▶ THE EXERCISE
Pick out each line of the material below that contains the word "metal", and copy those lines. Case counts.

■ ■ ■

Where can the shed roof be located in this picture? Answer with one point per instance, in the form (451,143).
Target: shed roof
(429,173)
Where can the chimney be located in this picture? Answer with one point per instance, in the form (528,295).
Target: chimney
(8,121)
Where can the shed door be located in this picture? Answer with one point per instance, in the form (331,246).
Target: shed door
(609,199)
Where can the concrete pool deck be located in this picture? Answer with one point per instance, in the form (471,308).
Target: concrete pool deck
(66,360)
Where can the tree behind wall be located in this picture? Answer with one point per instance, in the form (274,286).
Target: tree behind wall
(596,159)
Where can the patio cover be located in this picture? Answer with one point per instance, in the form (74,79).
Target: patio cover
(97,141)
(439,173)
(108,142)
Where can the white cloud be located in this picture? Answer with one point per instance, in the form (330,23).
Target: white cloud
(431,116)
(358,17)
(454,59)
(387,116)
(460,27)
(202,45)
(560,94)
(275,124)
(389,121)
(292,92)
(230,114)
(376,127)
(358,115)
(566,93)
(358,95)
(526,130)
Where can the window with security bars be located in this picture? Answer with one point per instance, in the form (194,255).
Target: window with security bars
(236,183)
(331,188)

■ ■ ■

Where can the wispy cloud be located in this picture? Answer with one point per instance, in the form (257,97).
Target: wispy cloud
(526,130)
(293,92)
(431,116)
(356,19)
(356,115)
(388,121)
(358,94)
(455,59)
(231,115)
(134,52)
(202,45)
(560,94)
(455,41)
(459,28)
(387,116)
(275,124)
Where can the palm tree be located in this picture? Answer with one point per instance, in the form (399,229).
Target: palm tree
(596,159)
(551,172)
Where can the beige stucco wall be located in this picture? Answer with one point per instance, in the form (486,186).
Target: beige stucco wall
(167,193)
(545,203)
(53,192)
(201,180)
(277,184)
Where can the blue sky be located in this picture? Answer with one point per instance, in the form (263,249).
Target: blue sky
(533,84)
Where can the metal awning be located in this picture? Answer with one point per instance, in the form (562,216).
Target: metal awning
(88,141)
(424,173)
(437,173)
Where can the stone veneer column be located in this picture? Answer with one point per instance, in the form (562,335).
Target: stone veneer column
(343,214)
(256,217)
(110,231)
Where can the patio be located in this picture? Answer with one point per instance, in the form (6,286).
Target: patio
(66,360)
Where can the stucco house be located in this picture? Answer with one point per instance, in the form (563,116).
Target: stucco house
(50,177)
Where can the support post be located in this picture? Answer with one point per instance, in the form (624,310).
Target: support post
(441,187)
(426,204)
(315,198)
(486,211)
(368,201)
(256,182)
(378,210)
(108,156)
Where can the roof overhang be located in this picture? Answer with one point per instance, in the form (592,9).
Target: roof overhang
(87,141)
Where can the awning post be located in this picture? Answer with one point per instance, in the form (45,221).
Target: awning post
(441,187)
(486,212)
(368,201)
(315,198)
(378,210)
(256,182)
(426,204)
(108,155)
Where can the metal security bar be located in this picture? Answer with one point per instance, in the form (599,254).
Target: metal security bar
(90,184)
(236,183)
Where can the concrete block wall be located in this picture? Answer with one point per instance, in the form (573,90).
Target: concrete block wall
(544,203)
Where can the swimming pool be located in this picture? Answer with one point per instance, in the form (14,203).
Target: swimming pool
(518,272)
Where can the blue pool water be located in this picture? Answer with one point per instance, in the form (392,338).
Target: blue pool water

■ ■ ■

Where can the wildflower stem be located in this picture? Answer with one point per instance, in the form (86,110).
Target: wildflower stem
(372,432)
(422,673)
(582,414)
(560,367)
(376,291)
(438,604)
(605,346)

■ ■ ■

▶ CORRECT RESULT
Where can the metal awning be located in this picture? Answer with one point per instance, in the form (562,216).
Target: metal awning
Where can the metal security bar be located in this picture? Answer with one point per instance, in the form (599,254).
Target: metal security bar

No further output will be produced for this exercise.